• _Texte source_:
####

N° 630 | Le 18 juillet 2002 | Jacques Trémintin | Critiques de livres (accès libre)

Malheur aux vaincus - Ah, si les riches pouvaient rester entre riches...

Philippe Labarde & Bernard Maris


éd. Albin Michel, 2002, (180 p. ; 14,90 €) | Commander ce livre

Thème : Économie

L’OCDE a pu calculer la croissance du monde depuis 1820. À l’exception des périodes de guerres mondiales, cette croissance a progressé de façon ininterrompue de 1,17 % par an. Depuis 1973, ce n’est plus vrai. Les 144 pays les plus pauvres (qui représentent 28 % du PIB mondial), ont vu le revenu moyen par tête baisser de 0,80 % par an. Cette situation concerne aussi les pays riches. Aux USA, entre 1973 et 1995, le salaire horaire du travail non cadre a baissé de 14 % alors que dans le même temps le PIB par habitant s’est accru de 36 %. La France a connu au cours du XXe siècle une authentique régression des inégalités : les deux mille foyers les plus riches disposaient d’un revenu 300 fois plus élevé que la moyenne en 1900 et 50 à 60 fois en 2000. C’est le laminage des fortunes dû aux deux guerres et à la forte progressivité de l’impôt qui a permis ce rééquilibrage, favorisant ainsi, au cours de cette période, la multiplication par cinq du pouvoir d’achat des salariés.

####

• _Consignes à suivre_: Pouvez-vous recopier mot pour mot le passage du texte source qui commence par « N° 630 | Le » et se poursuit jusqu'à « rester entre riches... » ? Appuyez-vous uniquement sur le texte source.

[Éléments issus d'une source de données]
####

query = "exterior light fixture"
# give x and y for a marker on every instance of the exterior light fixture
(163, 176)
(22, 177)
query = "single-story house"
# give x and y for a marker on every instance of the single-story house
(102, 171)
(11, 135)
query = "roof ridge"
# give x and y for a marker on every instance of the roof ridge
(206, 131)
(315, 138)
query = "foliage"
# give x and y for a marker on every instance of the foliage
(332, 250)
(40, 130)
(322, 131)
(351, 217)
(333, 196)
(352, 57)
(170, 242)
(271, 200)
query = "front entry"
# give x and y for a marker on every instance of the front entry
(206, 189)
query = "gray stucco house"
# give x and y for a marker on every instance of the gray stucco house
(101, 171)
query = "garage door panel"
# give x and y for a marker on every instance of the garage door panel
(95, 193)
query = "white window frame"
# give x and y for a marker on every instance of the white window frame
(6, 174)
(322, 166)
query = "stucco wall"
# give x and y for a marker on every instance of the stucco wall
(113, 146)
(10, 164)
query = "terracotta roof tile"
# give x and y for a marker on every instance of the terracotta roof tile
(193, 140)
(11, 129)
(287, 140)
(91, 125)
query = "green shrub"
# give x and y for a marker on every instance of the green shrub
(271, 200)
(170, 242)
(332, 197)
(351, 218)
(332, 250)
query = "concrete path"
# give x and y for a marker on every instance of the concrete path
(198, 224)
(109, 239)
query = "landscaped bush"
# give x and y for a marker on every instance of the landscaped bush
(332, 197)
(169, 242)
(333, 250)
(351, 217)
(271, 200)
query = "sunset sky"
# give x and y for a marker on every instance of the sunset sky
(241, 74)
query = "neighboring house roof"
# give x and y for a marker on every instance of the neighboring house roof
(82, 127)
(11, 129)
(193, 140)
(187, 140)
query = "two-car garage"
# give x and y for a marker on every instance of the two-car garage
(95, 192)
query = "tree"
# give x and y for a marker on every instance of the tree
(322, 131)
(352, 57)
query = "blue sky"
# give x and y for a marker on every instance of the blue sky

####

• _Réponse finale_:
N° 630 | Le 18 juillet 2002 | Jacques Trémintin | Critiques de livres (accès libre)

Malheur aux vaincus - Ah, si les riches pouvaient rester entre riches...